## Begin Stored data
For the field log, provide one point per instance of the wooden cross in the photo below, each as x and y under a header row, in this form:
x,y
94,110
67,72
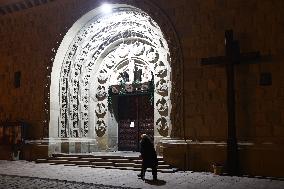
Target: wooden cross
x,y
232,57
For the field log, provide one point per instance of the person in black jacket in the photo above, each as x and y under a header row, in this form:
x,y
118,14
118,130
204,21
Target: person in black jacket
x,y
149,157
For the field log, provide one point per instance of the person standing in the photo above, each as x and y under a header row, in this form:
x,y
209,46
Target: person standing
x,y
149,157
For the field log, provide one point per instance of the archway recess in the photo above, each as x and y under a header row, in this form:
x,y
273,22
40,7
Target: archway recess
x,y
95,54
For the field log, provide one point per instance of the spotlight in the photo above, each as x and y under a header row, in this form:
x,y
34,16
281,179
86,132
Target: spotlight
x,y
106,8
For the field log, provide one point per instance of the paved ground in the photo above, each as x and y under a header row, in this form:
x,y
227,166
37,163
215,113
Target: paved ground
x,y
23,174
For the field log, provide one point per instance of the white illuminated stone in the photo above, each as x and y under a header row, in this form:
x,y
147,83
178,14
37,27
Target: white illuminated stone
x,y
106,8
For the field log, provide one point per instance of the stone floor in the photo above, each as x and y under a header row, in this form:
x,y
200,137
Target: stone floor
x,y
23,174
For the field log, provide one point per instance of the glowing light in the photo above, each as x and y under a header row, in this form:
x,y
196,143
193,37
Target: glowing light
x,y
106,8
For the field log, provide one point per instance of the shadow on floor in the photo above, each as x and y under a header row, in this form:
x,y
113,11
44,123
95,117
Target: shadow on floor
x,y
156,183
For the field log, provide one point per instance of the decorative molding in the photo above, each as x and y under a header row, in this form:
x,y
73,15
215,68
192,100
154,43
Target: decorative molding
x,y
21,5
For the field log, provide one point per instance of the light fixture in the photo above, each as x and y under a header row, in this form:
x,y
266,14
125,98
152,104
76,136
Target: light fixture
x,y
106,8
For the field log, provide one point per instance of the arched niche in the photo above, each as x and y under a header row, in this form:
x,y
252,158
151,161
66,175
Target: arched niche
x,y
89,61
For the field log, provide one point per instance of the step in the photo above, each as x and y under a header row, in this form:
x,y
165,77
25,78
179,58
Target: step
x,y
164,166
109,157
73,155
80,162
120,160
64,158
124,164
56,161
105,163
41,161
93,159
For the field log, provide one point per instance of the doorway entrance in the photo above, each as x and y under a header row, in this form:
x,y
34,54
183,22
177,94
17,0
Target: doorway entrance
x,y
135,117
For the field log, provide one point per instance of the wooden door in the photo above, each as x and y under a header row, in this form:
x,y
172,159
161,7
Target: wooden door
x,y
136,116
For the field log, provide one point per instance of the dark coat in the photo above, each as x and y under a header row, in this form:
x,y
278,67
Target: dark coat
x,y
148,153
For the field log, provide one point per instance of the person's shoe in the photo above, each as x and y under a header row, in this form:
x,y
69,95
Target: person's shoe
x,y
141,176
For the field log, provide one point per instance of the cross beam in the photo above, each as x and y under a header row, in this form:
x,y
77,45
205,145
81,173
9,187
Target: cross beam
x,y
231,58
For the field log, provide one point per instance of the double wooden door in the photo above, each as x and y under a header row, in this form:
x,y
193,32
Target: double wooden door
x,y
136,117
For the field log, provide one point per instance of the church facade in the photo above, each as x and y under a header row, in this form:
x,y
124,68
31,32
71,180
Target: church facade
x,y
87,76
## End Stored data
_Set problem_. Output exactly the lines above, from the one holding "of the cross" through the end of the data, including the first and last.

_Answer in full_.
For the field log, provide one point per instance of the cross beam in the photo above, each as x and y under a header row, in this form:
x,y
77,45
205,145
81,173
9,187
Target: cross beam
x,y
231,58
For the field log, provide one point per instance of the double wooden door in the photo above, each as x and y under a header row, in this form:
x,y
193,32
Target: double wooden door
x,y
136,117
For the field log, provide one point per instance of the church facade in the photo above, each as x and y under a header row, in this form:
x,y
124,68
31,32
71,180
Target: church facade
x,y
87,76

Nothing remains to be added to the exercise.